[Supplied material]

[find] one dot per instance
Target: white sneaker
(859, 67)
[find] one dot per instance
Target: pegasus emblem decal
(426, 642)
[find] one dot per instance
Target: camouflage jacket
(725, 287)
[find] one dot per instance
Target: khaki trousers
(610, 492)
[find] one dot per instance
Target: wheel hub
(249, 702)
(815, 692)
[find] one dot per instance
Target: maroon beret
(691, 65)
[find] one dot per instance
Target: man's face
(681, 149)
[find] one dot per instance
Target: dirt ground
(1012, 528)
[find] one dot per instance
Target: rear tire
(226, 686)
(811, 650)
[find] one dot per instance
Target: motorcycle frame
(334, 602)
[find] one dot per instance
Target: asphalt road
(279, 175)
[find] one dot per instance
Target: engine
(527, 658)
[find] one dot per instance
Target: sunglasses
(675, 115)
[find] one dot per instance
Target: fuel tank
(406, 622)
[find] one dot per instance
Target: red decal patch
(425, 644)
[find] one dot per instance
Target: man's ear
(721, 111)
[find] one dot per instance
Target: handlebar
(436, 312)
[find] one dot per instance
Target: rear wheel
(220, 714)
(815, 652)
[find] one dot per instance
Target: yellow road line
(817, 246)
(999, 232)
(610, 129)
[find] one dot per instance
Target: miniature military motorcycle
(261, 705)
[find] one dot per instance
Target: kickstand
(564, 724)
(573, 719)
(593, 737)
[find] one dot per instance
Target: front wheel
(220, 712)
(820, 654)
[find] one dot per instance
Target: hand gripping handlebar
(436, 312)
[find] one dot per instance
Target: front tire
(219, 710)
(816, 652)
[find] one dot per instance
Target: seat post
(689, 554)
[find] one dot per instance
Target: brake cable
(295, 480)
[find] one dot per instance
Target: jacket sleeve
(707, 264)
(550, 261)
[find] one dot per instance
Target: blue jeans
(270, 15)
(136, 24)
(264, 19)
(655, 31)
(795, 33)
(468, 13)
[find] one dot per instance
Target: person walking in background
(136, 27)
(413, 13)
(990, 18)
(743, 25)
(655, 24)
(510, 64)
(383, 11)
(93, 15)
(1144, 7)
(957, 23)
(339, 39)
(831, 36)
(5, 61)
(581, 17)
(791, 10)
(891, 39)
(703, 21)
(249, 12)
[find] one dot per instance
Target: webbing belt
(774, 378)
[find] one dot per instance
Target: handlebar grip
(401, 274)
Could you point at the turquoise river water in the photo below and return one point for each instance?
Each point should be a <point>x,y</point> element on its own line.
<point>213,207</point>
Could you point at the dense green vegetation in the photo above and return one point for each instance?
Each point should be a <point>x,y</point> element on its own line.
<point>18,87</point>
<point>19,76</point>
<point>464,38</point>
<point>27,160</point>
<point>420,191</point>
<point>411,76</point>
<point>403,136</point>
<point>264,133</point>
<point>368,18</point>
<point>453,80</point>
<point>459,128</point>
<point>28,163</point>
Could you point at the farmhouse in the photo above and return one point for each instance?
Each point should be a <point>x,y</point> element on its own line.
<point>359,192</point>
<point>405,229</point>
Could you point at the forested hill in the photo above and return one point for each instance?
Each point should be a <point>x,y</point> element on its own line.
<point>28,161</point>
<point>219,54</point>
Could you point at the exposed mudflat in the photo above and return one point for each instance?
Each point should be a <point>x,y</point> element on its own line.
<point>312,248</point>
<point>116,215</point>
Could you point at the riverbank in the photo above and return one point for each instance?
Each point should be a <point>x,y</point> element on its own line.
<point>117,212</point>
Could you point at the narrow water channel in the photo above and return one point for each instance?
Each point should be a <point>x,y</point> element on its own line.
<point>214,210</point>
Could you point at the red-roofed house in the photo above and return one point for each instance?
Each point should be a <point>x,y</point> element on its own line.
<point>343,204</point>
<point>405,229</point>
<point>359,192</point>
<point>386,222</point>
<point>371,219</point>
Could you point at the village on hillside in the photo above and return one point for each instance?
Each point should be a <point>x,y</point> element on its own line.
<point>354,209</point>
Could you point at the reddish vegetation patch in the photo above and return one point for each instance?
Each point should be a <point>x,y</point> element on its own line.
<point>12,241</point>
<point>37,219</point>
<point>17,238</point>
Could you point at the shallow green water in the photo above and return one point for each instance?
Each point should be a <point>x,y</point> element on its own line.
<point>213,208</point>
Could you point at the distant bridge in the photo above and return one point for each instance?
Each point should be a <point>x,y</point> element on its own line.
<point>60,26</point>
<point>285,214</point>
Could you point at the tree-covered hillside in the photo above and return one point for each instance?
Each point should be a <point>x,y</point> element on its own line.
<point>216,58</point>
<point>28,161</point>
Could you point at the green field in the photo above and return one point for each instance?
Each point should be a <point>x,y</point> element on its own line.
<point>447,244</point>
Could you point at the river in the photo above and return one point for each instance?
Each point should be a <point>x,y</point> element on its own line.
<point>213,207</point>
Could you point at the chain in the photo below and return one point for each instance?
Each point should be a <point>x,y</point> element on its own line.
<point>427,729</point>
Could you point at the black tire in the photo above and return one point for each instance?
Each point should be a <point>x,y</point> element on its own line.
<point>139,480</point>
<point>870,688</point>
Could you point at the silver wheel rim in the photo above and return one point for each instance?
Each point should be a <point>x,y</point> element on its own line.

[Task item] Using the listing above, show each line with the word "below" in it.

[Answer section]
Could you point at the turquoise river water in the photo below and return one point for each instance?
Could you point at the chain in the photo below and return one point for each instance?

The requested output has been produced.